Task prompt>
Locate every line in the entries that contains the string "face", and copy each such line.

(Records from a point labeling set)
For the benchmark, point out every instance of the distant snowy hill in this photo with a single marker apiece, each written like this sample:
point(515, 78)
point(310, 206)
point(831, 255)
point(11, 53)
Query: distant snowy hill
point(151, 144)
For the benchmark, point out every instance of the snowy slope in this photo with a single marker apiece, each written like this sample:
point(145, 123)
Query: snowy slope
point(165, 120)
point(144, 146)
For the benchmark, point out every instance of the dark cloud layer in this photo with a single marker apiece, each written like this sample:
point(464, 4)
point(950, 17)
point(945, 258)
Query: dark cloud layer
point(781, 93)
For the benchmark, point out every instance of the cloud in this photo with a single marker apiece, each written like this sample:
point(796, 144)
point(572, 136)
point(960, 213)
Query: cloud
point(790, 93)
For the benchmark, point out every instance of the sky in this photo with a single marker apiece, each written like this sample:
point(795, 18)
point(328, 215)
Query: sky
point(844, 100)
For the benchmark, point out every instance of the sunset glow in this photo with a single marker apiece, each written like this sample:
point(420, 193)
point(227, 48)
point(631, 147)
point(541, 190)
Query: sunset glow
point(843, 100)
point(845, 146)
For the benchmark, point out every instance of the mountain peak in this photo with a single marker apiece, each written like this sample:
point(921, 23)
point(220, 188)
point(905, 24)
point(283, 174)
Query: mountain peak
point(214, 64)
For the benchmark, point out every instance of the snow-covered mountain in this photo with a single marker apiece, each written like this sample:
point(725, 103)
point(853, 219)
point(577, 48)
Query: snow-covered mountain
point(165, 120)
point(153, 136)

==

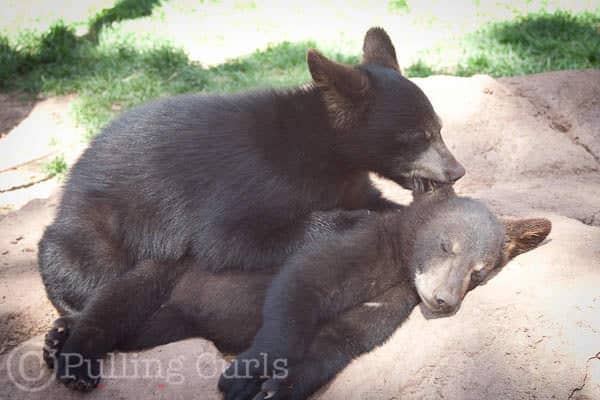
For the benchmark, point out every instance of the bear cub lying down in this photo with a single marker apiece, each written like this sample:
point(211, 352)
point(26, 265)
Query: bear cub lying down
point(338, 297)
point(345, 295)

--

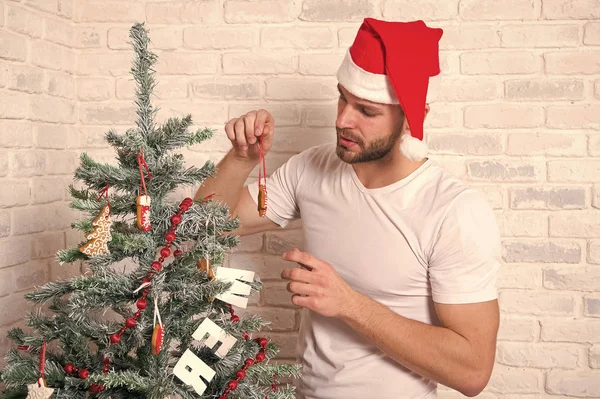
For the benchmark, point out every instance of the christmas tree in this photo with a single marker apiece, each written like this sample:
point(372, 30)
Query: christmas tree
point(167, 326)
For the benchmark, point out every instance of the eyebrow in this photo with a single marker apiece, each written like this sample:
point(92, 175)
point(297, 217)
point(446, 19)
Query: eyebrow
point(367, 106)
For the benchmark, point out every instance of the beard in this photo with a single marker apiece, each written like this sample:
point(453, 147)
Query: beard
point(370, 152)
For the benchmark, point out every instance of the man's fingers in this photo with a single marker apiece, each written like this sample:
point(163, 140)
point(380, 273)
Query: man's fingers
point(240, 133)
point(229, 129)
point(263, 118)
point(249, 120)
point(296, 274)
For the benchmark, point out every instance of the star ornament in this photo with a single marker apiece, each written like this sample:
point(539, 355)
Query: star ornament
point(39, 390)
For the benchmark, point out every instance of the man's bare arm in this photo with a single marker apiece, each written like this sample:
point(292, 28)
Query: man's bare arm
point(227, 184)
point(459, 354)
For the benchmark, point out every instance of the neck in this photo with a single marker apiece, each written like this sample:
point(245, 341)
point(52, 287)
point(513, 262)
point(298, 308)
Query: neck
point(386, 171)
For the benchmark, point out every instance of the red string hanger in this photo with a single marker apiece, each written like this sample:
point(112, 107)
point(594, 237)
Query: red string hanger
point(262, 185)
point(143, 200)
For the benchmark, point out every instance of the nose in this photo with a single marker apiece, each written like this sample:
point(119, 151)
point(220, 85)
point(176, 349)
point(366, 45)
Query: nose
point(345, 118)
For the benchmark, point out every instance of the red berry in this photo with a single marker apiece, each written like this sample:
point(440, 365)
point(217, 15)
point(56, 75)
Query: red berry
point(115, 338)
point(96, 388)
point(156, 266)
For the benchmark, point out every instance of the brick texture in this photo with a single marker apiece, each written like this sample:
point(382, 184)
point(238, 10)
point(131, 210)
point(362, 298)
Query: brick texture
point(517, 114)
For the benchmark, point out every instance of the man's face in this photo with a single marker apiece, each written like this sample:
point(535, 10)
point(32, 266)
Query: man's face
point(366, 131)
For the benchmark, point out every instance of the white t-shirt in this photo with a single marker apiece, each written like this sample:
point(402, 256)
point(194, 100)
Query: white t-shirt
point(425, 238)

Output for this task>
For the benchmark, point out every instance of the man's face in this photo with a single marker apiece, each written like this sample:
Query: man's face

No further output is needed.